»»

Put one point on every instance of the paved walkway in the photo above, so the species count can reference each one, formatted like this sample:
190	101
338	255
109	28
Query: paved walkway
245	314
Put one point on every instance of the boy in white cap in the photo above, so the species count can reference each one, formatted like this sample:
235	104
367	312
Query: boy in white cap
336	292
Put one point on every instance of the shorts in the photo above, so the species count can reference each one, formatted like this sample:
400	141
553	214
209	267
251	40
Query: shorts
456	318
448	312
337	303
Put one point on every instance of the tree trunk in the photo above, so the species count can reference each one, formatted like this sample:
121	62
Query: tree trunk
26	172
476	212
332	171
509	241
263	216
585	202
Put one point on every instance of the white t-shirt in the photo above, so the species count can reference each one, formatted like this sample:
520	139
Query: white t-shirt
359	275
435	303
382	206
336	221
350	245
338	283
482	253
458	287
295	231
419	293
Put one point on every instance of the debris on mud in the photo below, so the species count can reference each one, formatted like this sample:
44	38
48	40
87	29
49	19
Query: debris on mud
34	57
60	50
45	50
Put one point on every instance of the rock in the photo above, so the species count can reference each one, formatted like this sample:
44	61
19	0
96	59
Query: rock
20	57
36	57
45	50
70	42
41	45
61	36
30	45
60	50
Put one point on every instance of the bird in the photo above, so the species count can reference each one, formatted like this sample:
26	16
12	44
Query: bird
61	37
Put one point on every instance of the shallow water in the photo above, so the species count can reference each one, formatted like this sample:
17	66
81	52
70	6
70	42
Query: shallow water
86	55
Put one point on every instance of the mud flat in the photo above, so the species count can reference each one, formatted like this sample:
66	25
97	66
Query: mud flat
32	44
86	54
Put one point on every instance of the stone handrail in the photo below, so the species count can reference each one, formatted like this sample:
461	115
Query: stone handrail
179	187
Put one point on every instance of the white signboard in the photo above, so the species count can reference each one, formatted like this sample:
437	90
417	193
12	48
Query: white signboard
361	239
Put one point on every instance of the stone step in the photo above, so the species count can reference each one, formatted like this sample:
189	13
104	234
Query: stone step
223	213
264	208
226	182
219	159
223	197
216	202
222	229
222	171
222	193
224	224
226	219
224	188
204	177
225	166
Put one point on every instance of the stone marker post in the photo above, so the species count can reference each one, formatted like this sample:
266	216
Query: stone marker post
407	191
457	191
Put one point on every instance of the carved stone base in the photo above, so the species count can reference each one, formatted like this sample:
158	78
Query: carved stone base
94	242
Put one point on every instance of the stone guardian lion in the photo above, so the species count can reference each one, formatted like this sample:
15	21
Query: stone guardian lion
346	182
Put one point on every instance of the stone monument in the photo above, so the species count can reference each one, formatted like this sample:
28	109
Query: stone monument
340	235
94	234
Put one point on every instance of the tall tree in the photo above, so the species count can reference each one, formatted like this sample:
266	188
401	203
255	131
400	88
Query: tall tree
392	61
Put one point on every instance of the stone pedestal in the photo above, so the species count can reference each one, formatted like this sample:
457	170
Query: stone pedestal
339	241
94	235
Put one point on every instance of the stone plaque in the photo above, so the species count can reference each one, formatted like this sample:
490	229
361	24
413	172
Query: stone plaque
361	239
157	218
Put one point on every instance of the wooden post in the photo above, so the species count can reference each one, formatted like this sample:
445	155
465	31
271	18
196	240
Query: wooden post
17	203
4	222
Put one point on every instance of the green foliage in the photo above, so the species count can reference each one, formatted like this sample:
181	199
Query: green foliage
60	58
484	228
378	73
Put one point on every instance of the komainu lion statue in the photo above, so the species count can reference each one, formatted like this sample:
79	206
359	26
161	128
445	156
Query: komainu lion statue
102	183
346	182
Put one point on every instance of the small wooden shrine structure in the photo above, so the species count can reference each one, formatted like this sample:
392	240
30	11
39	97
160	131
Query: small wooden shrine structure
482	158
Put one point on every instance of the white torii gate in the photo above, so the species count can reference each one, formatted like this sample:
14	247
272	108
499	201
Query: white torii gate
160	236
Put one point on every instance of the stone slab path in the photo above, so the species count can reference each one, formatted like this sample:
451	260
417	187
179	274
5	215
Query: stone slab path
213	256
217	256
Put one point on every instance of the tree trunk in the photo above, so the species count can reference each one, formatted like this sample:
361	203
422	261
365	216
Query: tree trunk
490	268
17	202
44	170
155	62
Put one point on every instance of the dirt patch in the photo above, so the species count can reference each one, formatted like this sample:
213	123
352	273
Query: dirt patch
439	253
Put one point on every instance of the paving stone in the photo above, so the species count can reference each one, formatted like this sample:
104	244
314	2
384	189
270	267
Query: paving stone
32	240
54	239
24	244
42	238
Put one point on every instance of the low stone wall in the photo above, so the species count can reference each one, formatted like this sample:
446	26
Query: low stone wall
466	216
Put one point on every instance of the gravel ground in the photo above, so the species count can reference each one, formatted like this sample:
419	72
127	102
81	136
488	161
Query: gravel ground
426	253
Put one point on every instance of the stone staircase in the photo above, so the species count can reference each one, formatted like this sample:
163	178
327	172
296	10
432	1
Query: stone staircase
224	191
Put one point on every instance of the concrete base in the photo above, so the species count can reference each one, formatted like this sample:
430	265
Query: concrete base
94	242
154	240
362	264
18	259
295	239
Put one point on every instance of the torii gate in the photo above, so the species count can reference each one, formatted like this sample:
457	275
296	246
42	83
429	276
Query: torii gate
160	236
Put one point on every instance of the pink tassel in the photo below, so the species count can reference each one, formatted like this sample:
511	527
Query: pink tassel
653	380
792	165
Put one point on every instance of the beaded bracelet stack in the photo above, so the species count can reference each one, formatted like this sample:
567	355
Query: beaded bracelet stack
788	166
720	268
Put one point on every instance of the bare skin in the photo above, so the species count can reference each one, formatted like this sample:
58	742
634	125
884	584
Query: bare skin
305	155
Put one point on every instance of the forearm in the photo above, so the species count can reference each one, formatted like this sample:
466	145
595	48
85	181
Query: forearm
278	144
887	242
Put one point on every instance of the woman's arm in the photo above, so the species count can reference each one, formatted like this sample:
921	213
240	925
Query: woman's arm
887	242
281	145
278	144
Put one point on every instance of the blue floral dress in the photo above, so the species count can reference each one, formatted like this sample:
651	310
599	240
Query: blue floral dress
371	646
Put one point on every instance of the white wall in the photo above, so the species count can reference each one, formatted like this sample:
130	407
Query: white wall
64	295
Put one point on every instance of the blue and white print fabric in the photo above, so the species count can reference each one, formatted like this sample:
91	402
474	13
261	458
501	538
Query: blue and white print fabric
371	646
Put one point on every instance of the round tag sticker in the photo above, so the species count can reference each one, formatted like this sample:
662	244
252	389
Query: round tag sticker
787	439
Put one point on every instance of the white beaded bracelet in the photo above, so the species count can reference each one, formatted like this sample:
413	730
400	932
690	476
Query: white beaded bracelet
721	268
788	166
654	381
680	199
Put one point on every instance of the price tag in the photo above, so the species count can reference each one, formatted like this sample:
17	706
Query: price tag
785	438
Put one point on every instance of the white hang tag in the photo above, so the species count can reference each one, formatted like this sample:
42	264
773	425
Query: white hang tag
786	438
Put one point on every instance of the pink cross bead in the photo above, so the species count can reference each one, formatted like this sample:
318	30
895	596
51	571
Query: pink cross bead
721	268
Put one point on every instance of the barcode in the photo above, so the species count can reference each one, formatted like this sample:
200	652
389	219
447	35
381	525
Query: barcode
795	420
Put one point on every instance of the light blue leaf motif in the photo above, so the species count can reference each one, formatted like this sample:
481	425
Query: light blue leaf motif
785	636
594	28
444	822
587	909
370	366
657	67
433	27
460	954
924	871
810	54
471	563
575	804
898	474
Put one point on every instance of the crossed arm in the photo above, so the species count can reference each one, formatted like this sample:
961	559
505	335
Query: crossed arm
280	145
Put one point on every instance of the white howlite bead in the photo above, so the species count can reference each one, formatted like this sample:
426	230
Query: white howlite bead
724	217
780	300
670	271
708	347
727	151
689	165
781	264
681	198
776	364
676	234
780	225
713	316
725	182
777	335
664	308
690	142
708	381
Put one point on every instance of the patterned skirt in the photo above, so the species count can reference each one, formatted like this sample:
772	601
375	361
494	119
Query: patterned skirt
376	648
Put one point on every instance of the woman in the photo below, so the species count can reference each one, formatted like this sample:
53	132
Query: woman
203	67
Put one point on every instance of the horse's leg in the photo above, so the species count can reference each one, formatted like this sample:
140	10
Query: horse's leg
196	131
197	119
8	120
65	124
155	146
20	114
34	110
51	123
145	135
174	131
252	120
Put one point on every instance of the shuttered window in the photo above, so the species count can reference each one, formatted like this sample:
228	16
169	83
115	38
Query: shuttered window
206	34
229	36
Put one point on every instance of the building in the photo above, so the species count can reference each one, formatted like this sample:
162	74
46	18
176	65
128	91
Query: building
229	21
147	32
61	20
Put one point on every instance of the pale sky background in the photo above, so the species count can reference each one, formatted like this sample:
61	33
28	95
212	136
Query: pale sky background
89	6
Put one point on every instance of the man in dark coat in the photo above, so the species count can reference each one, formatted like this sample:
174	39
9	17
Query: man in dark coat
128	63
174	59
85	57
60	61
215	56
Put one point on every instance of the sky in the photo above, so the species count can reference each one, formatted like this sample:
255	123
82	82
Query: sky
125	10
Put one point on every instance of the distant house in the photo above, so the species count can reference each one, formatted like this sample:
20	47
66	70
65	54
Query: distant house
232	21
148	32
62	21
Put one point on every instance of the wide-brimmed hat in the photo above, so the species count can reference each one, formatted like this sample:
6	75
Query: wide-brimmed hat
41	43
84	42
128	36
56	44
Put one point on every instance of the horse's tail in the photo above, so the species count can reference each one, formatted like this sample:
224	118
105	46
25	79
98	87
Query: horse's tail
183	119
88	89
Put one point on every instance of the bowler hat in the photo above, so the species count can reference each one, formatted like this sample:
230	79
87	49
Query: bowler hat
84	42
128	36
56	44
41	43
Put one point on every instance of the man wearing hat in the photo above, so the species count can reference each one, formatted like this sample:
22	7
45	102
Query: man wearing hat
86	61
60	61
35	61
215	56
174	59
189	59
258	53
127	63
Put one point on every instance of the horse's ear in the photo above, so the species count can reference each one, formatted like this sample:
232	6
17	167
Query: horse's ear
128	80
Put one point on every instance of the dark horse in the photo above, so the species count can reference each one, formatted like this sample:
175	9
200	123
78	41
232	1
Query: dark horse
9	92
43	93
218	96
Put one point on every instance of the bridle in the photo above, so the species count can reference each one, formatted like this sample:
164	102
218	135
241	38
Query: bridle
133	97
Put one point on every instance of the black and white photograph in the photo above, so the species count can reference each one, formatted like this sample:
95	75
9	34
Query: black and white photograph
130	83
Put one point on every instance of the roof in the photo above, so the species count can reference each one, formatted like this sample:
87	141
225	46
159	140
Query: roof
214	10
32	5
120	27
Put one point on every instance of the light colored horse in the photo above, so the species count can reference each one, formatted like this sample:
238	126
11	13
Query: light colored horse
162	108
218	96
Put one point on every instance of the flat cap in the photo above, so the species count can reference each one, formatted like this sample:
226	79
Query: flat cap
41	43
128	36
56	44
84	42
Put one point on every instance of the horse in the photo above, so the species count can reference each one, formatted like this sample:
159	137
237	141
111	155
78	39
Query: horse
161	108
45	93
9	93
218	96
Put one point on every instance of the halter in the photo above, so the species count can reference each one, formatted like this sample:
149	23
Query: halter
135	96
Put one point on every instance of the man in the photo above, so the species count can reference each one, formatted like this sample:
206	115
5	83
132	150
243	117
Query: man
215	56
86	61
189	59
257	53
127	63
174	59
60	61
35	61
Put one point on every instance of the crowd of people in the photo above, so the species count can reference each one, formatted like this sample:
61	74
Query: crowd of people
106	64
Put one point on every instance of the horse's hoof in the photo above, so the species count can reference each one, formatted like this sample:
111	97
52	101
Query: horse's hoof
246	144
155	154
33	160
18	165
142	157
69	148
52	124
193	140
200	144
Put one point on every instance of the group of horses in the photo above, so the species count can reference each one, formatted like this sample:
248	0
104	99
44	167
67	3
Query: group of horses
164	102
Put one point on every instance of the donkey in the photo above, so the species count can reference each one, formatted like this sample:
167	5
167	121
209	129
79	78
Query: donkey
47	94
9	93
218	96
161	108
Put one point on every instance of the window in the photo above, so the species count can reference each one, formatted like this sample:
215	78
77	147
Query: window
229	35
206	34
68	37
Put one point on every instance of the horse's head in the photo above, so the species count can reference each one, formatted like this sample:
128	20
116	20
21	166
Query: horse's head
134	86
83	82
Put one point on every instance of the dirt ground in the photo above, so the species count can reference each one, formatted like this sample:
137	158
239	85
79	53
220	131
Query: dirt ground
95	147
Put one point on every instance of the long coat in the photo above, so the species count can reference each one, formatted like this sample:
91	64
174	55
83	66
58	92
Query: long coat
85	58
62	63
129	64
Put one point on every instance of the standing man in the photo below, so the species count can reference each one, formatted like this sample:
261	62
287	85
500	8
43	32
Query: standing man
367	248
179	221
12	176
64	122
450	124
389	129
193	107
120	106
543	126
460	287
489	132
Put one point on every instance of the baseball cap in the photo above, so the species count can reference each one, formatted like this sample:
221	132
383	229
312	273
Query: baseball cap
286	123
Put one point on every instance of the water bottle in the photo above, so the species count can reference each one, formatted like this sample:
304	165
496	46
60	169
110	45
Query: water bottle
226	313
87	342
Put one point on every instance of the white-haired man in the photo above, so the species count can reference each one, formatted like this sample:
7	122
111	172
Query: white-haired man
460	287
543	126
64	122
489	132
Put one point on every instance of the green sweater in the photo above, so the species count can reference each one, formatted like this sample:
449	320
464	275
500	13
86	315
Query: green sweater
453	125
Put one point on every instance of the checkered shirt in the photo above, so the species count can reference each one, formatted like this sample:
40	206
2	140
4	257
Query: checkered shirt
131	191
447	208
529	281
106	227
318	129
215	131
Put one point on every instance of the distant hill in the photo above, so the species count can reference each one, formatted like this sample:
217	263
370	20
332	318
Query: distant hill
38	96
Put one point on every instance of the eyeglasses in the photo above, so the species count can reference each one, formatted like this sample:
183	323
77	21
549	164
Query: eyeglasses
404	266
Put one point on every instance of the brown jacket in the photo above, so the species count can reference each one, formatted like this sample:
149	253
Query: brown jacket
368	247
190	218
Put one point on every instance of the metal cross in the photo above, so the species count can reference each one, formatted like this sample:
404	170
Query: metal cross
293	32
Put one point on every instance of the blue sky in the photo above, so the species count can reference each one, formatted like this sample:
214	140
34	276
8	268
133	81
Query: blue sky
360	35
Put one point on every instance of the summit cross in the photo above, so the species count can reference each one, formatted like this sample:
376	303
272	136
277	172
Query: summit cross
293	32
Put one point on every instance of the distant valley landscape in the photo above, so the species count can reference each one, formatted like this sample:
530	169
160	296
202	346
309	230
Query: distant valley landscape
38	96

««

- Your task: Search the entries for the word "below" and copy every line that holds it.

- Solved problem:
Put one point on every instance of the debris on mud in the photo below, so the species count can reference each one, formatted like this sample:
Put one point on every instance of the stone handrail in the photo below, so the species count can reference each one, formatted like this sample:
Put one point on every instance of the pink tassel in the photo below, so the species count can reference each one, formatted like this sample:
Put one point on every instance of the woman in the photo below, so the species count can reference each one, formatted like this sample:
Put one point on every instance of the standing man in the photo below, so the species count can reference each one, formatted like this sample:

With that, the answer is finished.